Extract Start Marker

But nothing is more infuriating for Treiber than the grading system. “I find it vile,” Treiber says.
There are companies that will grade video games and collector cards. This means enclosing them in lucite, never to be played again, and stamping on a number denoting its condition.
“Nintendo games were $1 a piece for like 20 years, and now they're very expensive and getting more and more valuable,” he says. “The problem is people want them, but they're not playing them. They want them as objects.”
Yoda No Longer The Future, He Is
Today’s shelf of rusting lunchboxes is likely destined to become a row of dented Stanley cups by the time Gen Z hits their 40s.
Like every trend cycle, the demand for Gen X toys is starting to fade. There’s a circle of life here that Treiber is seeing happen in real time. He saw it with baby boomer-era toys. Roy Rogers is out. Trains are out. When I told him my dad was a train guy, he said, “Everyone's dad was a train guy. But there aren't any new train guys.”
While Star Wars is still “blue chip,” more people come into his shop these days looking for Teenage Mutant Ninja Turtles than stuff from a galaxy far, far away. Treiber predicts that Toy Story gear will be hot eventually. He is pretty pragmatic about it all, but still has some feelings about the changing of the guard.
“Now people ask me for Power Rangers. I don't touch Power Rangers,” he says jokingly. “How dare you!”
We are two Gen X journalists who celebrate people of our generation doing cool things, as well as analyze all the '80s and '90s nostalgia in current pop culture, fashion, and beauty. Read more stories like this one here!

Extract End Marker

* Work to be completed:
Carry on the piece about Treiber and the collectible toy trade from the point where it stops.

Record extracts Start Marker

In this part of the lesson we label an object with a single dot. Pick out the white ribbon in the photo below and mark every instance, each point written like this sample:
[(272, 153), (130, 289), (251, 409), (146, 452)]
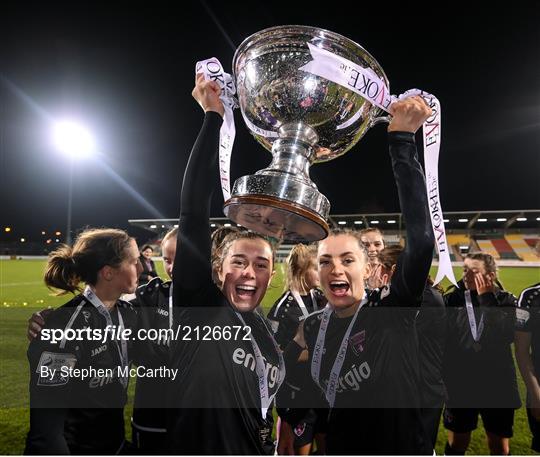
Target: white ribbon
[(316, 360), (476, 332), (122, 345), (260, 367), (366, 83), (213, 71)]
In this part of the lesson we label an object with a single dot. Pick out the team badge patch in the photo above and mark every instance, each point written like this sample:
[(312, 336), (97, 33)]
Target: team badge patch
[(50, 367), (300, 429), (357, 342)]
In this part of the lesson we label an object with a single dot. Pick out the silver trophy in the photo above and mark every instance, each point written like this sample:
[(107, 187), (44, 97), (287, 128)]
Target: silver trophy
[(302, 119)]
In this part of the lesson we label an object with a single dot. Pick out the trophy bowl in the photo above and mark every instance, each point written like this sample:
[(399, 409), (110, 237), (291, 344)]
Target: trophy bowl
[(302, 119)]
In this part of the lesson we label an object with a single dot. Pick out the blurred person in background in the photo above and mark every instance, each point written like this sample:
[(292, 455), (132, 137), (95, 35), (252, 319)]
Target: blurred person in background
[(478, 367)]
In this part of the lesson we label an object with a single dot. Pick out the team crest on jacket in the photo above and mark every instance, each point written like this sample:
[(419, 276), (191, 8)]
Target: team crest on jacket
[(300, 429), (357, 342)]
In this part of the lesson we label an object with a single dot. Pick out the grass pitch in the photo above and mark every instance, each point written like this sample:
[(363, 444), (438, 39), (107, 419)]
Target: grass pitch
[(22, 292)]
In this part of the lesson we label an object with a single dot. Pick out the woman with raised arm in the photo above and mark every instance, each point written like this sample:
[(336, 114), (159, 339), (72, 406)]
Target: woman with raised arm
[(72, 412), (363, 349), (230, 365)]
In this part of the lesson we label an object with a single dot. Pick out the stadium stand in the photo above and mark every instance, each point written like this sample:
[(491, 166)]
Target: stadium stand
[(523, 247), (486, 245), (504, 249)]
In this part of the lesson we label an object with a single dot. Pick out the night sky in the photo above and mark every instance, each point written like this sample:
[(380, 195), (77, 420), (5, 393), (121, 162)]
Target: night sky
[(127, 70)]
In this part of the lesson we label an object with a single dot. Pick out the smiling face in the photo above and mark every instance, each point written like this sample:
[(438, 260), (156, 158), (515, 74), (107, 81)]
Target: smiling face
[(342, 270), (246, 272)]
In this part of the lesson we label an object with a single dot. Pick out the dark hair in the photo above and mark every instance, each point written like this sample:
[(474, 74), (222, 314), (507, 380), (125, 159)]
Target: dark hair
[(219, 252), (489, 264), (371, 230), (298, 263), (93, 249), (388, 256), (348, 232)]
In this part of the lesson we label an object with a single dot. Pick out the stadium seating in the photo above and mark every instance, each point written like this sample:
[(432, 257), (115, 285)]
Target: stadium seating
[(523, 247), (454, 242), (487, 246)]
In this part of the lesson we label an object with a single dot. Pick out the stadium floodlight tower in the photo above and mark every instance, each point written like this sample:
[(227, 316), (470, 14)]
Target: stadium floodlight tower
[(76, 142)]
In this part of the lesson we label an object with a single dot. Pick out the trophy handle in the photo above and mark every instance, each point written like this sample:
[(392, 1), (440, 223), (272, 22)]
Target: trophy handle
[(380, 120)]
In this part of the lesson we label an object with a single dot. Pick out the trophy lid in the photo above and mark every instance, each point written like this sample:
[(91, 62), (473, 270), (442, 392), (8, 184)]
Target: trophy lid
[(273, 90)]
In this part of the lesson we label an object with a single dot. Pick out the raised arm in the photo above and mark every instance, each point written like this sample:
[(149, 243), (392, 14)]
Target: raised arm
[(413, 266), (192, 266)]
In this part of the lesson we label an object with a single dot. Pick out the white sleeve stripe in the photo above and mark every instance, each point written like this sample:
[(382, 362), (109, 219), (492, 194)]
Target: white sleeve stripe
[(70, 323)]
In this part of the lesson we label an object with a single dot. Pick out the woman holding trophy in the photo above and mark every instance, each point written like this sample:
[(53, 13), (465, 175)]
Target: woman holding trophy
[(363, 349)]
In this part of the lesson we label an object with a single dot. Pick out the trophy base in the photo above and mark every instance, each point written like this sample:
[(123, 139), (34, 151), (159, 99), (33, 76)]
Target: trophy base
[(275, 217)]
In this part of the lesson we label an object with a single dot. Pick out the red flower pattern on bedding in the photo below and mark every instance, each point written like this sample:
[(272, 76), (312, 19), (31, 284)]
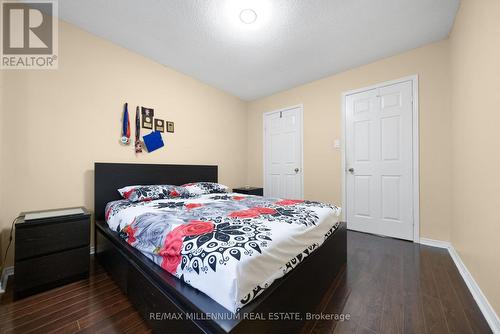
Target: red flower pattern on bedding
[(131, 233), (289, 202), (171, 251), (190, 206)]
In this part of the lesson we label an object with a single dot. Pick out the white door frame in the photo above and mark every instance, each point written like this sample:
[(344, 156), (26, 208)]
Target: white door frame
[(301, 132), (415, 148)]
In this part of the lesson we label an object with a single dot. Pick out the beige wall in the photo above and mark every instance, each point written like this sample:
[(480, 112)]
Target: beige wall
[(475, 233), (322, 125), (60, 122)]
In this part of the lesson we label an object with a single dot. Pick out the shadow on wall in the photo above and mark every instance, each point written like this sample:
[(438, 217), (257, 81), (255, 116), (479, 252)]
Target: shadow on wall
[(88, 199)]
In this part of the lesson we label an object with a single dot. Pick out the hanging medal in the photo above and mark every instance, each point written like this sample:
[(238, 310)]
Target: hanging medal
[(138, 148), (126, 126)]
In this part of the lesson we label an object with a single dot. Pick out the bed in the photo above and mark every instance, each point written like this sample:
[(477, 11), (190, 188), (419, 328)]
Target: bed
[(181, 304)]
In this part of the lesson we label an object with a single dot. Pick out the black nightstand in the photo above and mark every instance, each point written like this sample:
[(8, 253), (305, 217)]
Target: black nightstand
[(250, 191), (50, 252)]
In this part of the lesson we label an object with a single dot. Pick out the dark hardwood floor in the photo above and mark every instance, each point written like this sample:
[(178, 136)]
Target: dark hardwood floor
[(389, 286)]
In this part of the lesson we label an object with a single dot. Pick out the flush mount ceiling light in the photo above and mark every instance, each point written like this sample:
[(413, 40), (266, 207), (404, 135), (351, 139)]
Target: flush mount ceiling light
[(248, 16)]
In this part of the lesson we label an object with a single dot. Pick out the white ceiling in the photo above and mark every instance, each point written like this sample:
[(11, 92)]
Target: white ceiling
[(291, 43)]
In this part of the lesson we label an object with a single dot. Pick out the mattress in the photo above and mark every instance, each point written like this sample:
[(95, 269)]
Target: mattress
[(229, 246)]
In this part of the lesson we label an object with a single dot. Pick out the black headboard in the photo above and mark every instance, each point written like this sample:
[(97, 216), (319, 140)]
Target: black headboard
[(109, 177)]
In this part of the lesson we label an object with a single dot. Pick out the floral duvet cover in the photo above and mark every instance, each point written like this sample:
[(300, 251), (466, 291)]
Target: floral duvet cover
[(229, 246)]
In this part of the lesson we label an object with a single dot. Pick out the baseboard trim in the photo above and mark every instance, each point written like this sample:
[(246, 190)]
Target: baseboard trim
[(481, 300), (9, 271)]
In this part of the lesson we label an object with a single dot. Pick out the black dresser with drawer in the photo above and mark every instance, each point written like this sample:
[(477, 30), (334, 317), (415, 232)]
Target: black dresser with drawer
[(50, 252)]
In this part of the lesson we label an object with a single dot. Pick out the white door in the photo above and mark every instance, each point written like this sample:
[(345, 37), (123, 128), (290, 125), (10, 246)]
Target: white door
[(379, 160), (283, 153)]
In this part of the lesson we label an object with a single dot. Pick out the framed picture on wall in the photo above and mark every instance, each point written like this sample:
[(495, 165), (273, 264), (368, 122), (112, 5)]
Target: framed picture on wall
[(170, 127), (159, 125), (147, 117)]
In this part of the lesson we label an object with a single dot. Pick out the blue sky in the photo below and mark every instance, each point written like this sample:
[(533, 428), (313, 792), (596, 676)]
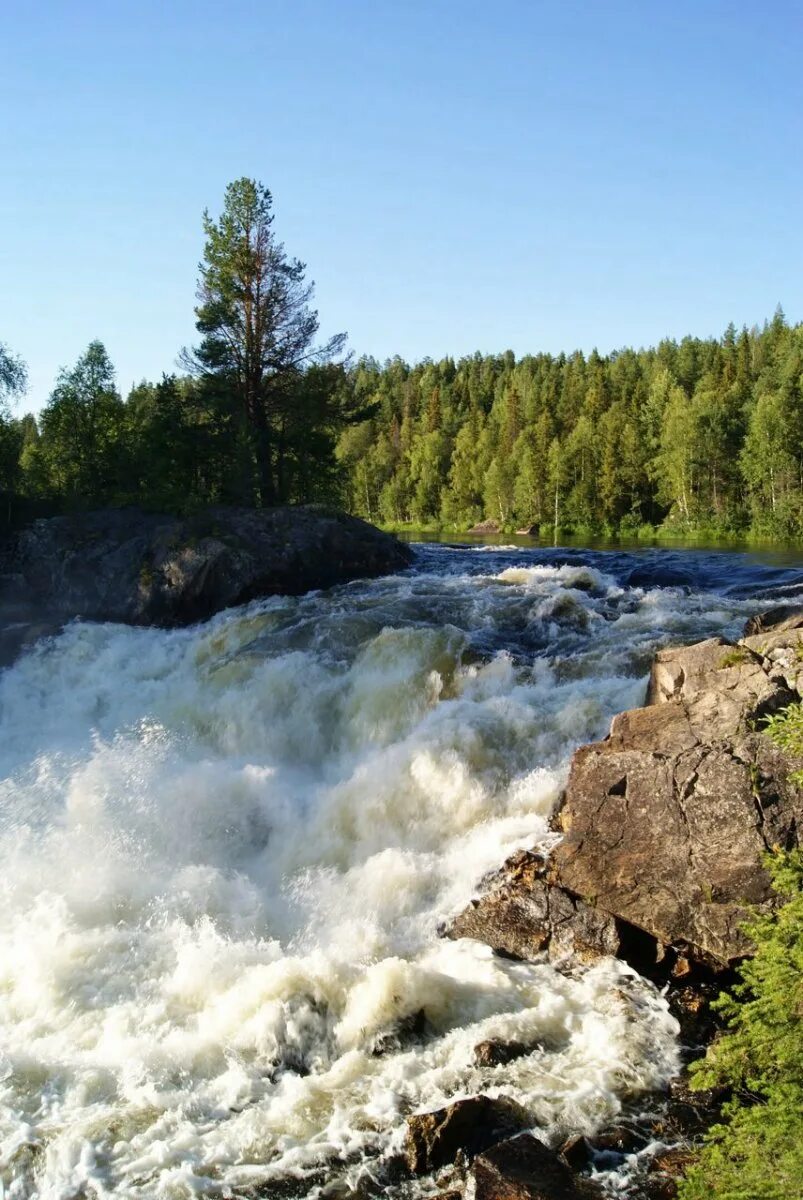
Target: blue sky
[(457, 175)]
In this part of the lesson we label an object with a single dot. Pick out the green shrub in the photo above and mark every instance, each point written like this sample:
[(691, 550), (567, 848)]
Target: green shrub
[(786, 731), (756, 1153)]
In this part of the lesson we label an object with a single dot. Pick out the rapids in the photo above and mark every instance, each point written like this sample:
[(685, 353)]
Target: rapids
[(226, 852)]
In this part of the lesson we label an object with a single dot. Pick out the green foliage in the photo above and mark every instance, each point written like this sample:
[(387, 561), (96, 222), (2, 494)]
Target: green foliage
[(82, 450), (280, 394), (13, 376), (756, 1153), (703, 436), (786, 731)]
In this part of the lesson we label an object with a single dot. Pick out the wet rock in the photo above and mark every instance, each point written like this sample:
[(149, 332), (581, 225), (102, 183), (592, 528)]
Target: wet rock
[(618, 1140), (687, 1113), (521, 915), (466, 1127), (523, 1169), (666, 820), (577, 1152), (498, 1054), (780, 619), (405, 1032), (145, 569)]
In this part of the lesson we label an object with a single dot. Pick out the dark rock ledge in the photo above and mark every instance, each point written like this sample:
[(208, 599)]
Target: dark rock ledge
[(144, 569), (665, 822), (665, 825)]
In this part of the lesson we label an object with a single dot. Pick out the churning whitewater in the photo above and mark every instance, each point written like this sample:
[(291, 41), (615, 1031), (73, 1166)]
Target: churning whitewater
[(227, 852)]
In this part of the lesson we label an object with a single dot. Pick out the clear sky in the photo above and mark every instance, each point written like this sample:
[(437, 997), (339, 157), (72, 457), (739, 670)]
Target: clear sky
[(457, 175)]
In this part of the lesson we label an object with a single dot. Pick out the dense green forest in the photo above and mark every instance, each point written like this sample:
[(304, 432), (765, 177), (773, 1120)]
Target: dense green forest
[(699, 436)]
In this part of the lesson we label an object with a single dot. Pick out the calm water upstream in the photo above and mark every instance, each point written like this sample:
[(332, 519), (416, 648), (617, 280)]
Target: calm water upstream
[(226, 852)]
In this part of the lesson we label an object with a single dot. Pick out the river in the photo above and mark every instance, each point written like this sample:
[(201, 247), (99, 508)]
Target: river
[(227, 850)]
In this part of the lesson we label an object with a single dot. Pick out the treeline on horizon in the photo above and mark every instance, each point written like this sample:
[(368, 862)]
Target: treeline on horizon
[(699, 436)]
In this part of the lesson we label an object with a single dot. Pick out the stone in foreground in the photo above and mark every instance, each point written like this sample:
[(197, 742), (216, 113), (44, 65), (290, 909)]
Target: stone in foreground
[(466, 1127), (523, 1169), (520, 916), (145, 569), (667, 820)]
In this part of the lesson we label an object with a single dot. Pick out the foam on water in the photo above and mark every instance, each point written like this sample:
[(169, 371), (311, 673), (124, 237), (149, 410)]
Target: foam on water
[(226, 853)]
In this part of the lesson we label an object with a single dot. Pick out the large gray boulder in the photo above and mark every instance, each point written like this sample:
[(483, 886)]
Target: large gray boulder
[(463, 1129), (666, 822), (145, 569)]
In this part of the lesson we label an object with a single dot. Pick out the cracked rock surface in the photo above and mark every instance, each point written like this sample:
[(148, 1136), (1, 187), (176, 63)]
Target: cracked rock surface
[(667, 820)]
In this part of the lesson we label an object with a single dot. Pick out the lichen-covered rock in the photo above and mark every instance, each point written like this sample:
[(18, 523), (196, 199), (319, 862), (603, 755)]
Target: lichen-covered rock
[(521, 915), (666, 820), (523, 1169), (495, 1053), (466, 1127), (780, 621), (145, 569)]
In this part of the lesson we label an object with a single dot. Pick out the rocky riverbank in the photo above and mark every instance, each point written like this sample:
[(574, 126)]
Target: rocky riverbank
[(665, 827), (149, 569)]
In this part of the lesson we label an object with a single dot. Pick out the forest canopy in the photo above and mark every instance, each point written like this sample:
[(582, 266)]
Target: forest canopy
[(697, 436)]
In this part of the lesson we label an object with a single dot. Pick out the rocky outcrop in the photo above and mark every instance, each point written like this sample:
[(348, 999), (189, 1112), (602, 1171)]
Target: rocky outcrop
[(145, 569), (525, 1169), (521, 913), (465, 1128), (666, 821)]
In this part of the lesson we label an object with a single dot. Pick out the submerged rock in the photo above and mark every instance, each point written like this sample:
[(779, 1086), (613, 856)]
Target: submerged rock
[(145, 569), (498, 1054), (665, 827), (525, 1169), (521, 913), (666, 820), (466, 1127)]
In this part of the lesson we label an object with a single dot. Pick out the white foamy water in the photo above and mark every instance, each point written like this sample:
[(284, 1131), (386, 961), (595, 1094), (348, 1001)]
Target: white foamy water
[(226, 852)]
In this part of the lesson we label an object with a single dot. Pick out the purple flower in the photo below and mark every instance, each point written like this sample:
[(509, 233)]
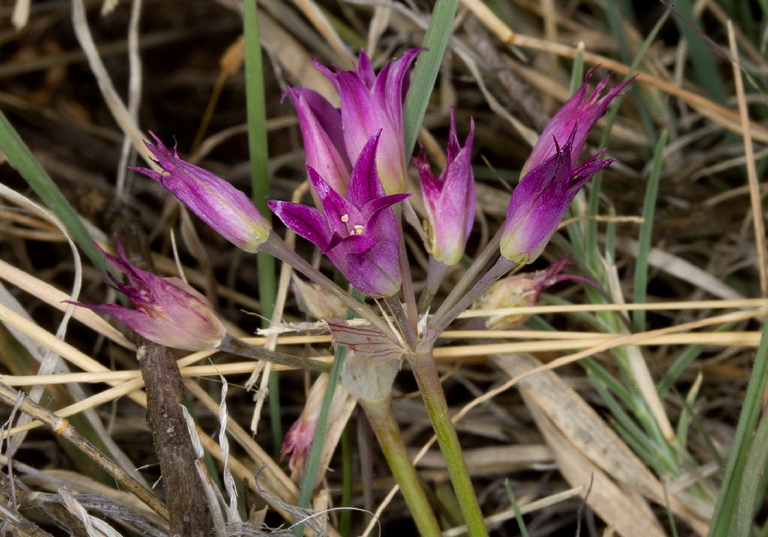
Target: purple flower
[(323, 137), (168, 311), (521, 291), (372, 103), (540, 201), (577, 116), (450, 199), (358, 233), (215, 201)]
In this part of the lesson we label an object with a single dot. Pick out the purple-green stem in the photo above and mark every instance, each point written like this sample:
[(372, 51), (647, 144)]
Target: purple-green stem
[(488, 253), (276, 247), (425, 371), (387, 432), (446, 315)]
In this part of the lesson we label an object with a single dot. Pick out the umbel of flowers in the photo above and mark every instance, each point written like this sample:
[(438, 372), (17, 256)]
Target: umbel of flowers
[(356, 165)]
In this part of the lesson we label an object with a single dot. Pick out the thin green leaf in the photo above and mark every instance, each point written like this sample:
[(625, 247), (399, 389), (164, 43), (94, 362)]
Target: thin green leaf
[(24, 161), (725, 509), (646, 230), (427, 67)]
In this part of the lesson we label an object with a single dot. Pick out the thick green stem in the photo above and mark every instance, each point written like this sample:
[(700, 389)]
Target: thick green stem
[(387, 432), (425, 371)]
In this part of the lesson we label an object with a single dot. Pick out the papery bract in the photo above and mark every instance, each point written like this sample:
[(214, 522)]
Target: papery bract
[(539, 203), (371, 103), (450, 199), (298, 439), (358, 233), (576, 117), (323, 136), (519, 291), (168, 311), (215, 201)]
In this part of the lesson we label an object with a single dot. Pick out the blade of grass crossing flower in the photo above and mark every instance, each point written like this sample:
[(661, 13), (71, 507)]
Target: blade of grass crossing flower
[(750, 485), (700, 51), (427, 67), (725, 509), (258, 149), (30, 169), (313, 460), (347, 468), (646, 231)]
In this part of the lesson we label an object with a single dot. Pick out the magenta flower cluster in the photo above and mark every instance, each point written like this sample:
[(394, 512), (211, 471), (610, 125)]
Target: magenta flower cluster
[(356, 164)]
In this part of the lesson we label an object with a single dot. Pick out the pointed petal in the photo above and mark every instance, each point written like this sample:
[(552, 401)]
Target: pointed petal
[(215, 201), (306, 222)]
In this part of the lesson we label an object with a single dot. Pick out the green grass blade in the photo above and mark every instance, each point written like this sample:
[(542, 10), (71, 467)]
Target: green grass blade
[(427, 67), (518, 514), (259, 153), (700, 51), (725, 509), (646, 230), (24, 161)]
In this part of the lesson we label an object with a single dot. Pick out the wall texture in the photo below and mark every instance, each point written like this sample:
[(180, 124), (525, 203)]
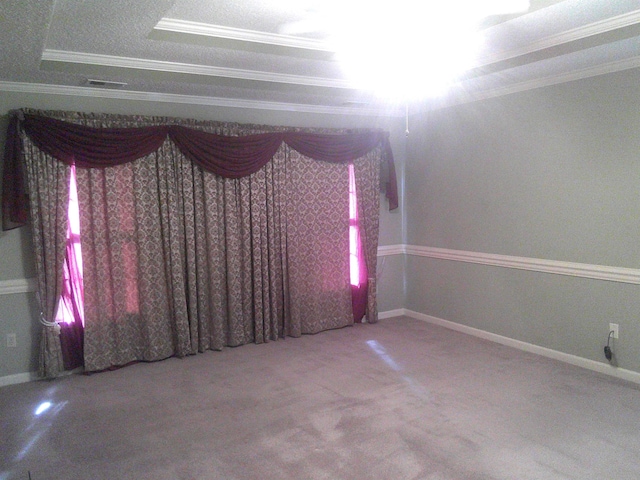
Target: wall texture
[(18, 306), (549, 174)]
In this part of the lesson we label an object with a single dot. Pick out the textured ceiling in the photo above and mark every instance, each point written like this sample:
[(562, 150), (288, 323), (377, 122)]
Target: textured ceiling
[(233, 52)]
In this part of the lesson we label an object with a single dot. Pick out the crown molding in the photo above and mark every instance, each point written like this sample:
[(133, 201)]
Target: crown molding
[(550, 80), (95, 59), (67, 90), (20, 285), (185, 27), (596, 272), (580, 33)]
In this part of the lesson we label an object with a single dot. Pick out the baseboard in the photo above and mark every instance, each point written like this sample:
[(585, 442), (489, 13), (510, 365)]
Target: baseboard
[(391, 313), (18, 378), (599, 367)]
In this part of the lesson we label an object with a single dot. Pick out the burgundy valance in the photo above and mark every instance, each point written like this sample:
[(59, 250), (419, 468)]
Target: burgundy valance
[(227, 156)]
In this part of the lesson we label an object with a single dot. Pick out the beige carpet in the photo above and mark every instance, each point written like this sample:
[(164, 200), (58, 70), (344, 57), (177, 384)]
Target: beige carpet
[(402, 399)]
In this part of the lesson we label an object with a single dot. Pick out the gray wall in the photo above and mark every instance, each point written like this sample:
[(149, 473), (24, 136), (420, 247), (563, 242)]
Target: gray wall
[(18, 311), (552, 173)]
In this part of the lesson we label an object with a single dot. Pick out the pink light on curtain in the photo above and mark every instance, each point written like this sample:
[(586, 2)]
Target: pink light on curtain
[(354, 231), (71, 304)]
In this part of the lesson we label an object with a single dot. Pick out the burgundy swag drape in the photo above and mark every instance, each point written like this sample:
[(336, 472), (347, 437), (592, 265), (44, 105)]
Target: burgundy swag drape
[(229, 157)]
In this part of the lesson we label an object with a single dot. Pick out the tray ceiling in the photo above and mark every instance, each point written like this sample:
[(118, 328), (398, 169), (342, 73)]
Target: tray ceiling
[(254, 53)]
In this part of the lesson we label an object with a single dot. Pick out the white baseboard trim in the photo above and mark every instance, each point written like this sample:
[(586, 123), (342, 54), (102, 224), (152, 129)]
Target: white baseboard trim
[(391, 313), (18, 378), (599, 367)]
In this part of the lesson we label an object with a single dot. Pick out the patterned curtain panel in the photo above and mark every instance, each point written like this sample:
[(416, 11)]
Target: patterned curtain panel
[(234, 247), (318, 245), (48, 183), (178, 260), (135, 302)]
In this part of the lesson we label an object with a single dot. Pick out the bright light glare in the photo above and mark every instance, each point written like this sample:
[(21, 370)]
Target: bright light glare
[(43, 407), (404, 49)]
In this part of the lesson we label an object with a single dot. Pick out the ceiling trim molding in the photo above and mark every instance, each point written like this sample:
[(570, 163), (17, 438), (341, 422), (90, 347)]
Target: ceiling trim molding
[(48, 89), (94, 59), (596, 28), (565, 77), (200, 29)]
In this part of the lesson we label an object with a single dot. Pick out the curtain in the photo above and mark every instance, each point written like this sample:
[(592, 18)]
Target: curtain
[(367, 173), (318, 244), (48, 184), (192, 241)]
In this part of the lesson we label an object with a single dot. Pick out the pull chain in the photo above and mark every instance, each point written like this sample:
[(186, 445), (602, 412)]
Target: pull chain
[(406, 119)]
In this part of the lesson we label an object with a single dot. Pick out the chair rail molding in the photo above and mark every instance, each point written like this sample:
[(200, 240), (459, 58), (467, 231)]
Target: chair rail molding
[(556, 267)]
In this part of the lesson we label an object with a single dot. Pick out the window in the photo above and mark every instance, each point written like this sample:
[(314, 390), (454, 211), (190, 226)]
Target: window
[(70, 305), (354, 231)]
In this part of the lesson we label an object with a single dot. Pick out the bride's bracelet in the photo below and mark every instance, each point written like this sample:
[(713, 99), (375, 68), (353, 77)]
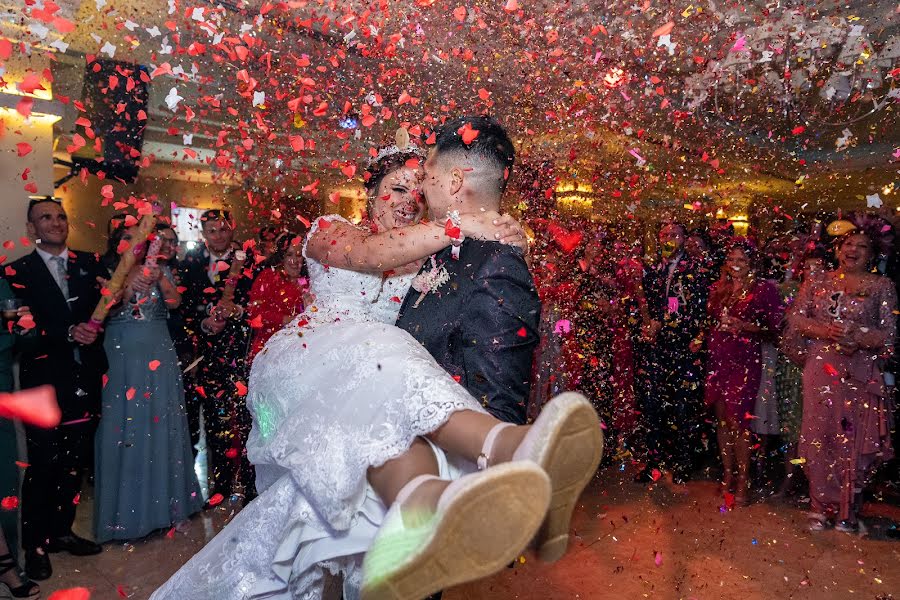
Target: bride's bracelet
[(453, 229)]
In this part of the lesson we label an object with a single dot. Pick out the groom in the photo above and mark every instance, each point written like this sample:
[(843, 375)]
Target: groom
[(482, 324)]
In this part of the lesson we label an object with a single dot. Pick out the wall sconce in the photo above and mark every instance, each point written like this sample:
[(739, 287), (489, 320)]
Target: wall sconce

Record extracts End Marker

* Answer to the exercise:
You Oughta Know
Kea-News! After a dearth of Keanu, we've been inundated with quotes from him, thanks to a new docu-series he’s released on Roku called “Visionaries" and a press blitz in which he has somewhat controversial facial hair:
"We have been on a couple of trips together on the motorcycle and we have enjoyed it." (On girlfriend Alexandra Grant) [E News]
"I want to go to Mars." (We are OK with this if he takes El*n with him and leaves him there)
"Do I have more…? More zest? Yes." (Context not important.) -CW [ET YouTube]
When one celebrity lifestyle brand dies (Cheryl Hines), another inevitably pops up in its place (Liv Tyler). -CW [Puck].
My enlightened woke king and girl dad Don Johnson — omg he is the fatherly, climate warrior captain in “Doctor Odyssey" — loves working with Ryan Murphy. Executive Producer of “Miami Vice,” Michael Mann, though? -FSH [WTF With Marc Maron]
A Lollapalooza oral history book comes out 3/25 and it looks juicy. “Billy Corgan was such a raging asshole…” (I told you. Punchable.) -CW, who attended the first Lolla [Stereogum]
Bye, quiet luxury and hello to the ‘80s-esque “boom boom” aesthetic — as coined by Substack’s 8Ball — which sounds kinda like that coked-up, big shoulder pad-filled party at the beginning of Less Than Zero. -FSH [The Cut]
Netflix’s “Fear Street” franchise heads to prom circa-1988, with a clear Carrie reference, period-incorrect hair, and a pretty deep-cut nod to the cover of Lois Duncan’s 1981 YA novel, “Stranger With My Face” (and Christopher Pike font). -FSH [Tudum]
Self-promo alert: I interviewed stylist Brad Goreski about all the Easter eggs in Demi Moore’s spectacular award season gowns. She’s always a winner to us! -FSH [Vanity Fair]
My former Fashionista colleague Maura Brannigan revisited the 1996 Oscars costume design runway show filled with supermodels. Turns out, we kind of predicted this year’s presentation starring the nominated movies’ cast members, including WNVM fave Bowen Yang. -FSH [Clotheshorse]
Loved this!! (And one woman’s late 70s Wonder Woman doll is another’s late 70s Jamie Summers Bionic Woman one, with red mission purse… 💥❤️
I obviously need to search the attic for my Garbage Pail Kids.